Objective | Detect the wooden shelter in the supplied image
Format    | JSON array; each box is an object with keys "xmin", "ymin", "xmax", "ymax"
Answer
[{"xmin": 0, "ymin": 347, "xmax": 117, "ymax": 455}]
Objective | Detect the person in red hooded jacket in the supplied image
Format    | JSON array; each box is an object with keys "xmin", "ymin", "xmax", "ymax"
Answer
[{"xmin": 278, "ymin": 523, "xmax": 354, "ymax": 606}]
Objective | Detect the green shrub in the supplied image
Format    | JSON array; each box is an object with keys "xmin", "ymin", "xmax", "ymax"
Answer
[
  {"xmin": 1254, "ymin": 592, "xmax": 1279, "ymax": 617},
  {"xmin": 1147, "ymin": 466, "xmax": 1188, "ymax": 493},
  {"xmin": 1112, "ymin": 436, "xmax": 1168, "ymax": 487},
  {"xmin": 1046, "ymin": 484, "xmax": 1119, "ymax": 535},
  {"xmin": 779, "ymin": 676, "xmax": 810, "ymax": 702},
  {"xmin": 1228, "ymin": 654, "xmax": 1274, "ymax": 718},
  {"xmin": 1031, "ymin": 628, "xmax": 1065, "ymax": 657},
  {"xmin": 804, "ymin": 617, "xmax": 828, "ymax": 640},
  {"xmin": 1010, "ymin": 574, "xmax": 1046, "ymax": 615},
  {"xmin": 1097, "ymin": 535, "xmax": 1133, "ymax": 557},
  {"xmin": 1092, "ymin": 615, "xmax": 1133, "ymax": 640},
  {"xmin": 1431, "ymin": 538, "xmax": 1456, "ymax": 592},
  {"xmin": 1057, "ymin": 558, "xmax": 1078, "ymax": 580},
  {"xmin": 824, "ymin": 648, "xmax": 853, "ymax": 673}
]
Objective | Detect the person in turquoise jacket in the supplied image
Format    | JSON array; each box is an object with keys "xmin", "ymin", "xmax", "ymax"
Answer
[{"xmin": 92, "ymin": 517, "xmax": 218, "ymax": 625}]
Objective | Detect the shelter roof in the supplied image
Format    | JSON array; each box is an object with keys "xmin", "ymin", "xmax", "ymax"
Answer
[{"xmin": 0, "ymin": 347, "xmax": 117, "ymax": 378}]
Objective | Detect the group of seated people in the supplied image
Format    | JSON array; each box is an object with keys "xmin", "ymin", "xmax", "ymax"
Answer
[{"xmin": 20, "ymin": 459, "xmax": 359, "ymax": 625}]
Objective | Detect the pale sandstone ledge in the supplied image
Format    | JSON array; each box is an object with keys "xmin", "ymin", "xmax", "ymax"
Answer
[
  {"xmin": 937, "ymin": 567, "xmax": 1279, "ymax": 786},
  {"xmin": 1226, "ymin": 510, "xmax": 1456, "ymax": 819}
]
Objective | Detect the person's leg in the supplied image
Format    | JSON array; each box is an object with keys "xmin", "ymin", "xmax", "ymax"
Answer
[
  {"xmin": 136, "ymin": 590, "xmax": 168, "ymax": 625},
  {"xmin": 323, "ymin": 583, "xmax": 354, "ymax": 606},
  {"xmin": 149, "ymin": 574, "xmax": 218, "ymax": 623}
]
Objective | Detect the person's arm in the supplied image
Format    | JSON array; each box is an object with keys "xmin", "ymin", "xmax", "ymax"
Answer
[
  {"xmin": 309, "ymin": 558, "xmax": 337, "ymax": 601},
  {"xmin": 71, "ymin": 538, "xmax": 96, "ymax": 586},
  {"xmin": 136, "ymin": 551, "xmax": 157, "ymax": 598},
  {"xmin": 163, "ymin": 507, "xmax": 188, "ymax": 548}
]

§ EXERCISE PROMPT: Update the lines from the one containing "Objective | Detect the group" through the end of the records by replacing "supplied" with "attached" and leaving everything else as it is. Return only those lines.

§ WORKED SOLUTION:
Objective | Detect the group of seated people in the attached image
Format    | JSON array; each box is an object with keys "xmin", "ymin", "xmax", "ymax"
Answer
[{"xmin": 20, "ymin": 459, "xmax": 359, "ymax": 625}]
Objective | Detect the pale sandstone ledge in the attached image
Format    | JSON array; each box is an object with keys "xmin", "ymin", "xmax", "ymax"
Answer
[
  {"xmin": 937, "ymin": 567, "xmax": 1279, "ymax": 786},
  {"xmin": 1226, "ymin": 510, "xmax": 1456, "ymax": 819}
]
Objective | Detect the person's leg in the attached image
Format    | JSON array; each box is an object with keys "xmin", "ymin", "xmax", "ymax"
Answer
[
  {"xmin": 136, "ymin": 590, "xmax": 168, "ymax": 625},
  {"xmin": 323, "ymin": 583, "xmax": 354, "ymax": 606},
  {"xmin": 149, "ymin": 574, "xmax": 218, "ymax": 623}
]
Objective | Detect the person's arm in the attached image
Format    | JSON array; each box is an object with keys "xmin", "ymin", "xmax", "ymax"
Answer
[
  {"xmin": 309, "ymin": 558, "xmax": 337, "ymax": 601},
  {"xmin": 71, "ymin": 538, "xmax": 96, "ymax": 586},
  {"xmin": 136, "ymin": 551, "xmax": 157, "ymax": 598},
  {"xmin": 163, "ymin": 507, "xmax": 188, "ymax": 548}
]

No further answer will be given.